◆ PROBLEMS AND TASKS
1 - In the mailing-list post about sped-up minds, how long does Adrian Tymes say showering and getting dressed currently takes?
2 - Retype the part of the post about sped-up minds starting with "[ExI] Machines of" and going on through "and spawns sub-ideas.".

◆ EXCERPTED TEXT
___

[ExI] Machines of Loving Grace
Adrian Tymes
atymes at gmail.com
Tue Oct 15 13:53:05 UTC 2024
More accurate to say, the uploaded mind would have a lot more reflection
and contemplation in that one second. Not literally 1,000 ideas, but that
1 idea gets much more refined and spawns sub-ideas.
Actions get more measured and precise. Ever had to react because there was
no time to think? Sped-up minds wouldn't, at least not for most of the
same situations. Playing sports is closer to chess, to them. Boredom
management is a problem when their entire physical existence is like that,
but there are ways to handle that, especially with implanted
telecommunications and other things the mind can be doing while the body
slowly goes about its day.
One example: I, in my current form, take about 20 minutes to shower and get
dressed. I could perhaps optimize that - some of that time is spent
contemplating what combination of colors I wish to wear that day, and there
are some redundant motions - but let's say 5 minutes as a practical
minimum. As a 1,000x accelerated mind, that would be 5,000 subjective
minutes: nearly 3.5 subjective days. You can be fairly certain that only a
small part of my bandwidth would be set to running the physical actions of
getting cleaned and dressed to face the nearly 2 subjective years before it
is time to sleep once more. (Though, given how sleep is tied into
restoring and resetting the mind as much as its effects on the body, sleep
schedules might well be different. A constant cycle of spending 1 minute
awake then sleeping for half a minute - or more precisely, 57.6 seconds on
then 28.8 seconds off, working from subjective 16 hours then 8 hours -
would likely not prove practical.)

___

◆ EXTRACTED RECORDS
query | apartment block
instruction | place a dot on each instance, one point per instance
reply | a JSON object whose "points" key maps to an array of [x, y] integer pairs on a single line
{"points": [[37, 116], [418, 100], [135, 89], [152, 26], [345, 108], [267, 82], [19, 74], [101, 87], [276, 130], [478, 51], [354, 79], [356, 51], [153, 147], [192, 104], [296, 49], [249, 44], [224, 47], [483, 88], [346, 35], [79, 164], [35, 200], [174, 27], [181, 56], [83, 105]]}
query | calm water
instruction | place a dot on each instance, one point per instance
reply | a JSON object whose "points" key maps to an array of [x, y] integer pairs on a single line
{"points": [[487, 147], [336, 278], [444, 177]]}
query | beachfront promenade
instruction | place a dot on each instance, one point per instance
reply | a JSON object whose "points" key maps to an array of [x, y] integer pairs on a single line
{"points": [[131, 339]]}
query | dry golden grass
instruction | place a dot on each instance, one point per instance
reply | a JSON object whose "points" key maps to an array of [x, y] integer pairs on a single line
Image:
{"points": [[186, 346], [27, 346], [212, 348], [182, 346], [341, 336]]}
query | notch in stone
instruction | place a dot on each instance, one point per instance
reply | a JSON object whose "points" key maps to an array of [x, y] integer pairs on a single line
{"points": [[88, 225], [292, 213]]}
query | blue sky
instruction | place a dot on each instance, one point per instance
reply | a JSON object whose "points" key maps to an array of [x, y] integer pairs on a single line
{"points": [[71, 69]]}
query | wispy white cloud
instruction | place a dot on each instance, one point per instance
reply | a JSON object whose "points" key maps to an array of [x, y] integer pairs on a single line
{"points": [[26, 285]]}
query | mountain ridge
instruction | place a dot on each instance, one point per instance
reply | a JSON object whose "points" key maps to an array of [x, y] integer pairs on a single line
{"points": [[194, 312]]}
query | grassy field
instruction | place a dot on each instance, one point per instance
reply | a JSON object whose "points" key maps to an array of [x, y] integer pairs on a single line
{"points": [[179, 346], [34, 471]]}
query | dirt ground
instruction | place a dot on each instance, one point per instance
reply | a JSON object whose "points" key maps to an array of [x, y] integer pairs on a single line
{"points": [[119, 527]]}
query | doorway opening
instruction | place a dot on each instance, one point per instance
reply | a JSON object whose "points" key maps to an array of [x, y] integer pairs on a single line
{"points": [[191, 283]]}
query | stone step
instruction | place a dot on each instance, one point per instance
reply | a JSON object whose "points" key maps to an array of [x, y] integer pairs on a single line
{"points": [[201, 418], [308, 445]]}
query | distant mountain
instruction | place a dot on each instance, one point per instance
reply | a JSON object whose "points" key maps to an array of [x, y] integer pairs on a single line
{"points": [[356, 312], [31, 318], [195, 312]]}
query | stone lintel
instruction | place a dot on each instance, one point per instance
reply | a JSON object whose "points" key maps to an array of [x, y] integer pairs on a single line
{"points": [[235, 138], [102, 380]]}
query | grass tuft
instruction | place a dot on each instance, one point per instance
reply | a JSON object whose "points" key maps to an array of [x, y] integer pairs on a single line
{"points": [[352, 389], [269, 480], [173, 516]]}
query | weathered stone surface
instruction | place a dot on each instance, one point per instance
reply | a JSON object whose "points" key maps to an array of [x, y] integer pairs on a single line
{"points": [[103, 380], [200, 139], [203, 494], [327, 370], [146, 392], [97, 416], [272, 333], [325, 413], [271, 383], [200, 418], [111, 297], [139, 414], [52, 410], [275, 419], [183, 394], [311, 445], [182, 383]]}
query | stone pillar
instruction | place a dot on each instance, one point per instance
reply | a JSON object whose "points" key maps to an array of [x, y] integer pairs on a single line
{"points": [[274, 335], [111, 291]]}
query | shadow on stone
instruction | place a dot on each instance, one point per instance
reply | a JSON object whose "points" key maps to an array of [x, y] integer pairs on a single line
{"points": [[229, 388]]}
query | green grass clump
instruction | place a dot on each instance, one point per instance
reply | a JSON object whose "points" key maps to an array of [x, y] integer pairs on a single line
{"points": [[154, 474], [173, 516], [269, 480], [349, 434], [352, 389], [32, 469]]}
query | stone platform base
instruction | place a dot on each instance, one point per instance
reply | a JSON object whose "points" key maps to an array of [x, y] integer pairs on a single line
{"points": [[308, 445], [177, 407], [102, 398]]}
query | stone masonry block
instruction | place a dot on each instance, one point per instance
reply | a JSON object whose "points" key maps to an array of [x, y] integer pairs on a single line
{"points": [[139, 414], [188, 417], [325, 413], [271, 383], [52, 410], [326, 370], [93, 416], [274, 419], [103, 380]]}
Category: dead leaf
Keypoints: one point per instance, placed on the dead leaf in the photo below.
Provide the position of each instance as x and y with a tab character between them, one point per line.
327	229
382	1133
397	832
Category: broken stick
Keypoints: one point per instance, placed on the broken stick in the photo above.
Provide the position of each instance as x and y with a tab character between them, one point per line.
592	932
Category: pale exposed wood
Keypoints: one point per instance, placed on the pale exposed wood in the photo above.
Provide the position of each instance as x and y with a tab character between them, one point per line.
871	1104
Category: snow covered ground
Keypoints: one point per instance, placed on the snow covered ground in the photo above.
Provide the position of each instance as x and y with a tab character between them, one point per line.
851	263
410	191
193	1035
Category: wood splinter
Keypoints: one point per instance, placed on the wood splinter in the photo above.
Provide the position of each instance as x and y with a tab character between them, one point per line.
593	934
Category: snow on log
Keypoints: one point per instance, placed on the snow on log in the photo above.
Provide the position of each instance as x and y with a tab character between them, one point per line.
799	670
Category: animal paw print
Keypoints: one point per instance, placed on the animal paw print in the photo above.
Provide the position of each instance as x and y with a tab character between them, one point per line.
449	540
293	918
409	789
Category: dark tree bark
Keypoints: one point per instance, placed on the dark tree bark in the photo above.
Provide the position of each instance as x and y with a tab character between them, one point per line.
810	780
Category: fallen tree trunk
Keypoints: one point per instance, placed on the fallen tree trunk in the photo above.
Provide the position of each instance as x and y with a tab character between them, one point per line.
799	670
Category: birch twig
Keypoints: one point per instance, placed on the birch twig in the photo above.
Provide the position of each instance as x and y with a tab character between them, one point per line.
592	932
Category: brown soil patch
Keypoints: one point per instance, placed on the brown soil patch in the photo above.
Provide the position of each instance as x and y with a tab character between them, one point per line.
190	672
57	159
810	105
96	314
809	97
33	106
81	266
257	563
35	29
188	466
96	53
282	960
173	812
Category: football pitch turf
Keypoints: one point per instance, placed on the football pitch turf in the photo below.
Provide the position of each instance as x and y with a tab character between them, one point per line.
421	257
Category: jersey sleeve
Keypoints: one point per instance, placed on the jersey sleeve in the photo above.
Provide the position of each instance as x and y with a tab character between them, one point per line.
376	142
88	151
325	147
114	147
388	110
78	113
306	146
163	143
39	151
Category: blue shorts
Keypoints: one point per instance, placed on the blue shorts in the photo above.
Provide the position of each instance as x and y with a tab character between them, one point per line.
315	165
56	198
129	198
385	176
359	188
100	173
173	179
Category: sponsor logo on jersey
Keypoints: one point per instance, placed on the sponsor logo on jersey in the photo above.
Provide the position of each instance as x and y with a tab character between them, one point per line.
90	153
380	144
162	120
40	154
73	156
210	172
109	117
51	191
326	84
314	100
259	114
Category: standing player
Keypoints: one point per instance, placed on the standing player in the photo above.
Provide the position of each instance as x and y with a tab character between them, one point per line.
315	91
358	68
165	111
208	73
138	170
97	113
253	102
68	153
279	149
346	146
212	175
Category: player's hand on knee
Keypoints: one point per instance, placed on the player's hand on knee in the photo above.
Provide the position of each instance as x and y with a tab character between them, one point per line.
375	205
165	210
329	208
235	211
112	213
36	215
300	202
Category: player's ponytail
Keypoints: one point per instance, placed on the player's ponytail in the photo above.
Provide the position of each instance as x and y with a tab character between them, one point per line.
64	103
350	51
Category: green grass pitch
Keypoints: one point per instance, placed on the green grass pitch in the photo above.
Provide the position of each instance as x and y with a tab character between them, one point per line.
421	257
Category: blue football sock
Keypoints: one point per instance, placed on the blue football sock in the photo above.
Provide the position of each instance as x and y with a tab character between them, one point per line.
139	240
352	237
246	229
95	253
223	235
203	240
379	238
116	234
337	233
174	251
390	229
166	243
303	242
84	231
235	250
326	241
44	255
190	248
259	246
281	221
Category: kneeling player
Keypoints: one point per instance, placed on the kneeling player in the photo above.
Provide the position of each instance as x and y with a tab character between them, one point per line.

___

◆ ANSWER SET
1 - About 20 minutes.

2 -
[ExI] Machines of Loving Grace
Adrian Tymes
atymes at gmail.com
Tue Oct 15 13:53:05 UTC 2024
More accurate to say, the uploaded mind would have a lot more reflection
and contemplation in that one second. Not literally 1,000 ideas, but that
1 idea gets much more refined and spawns sub-ideas.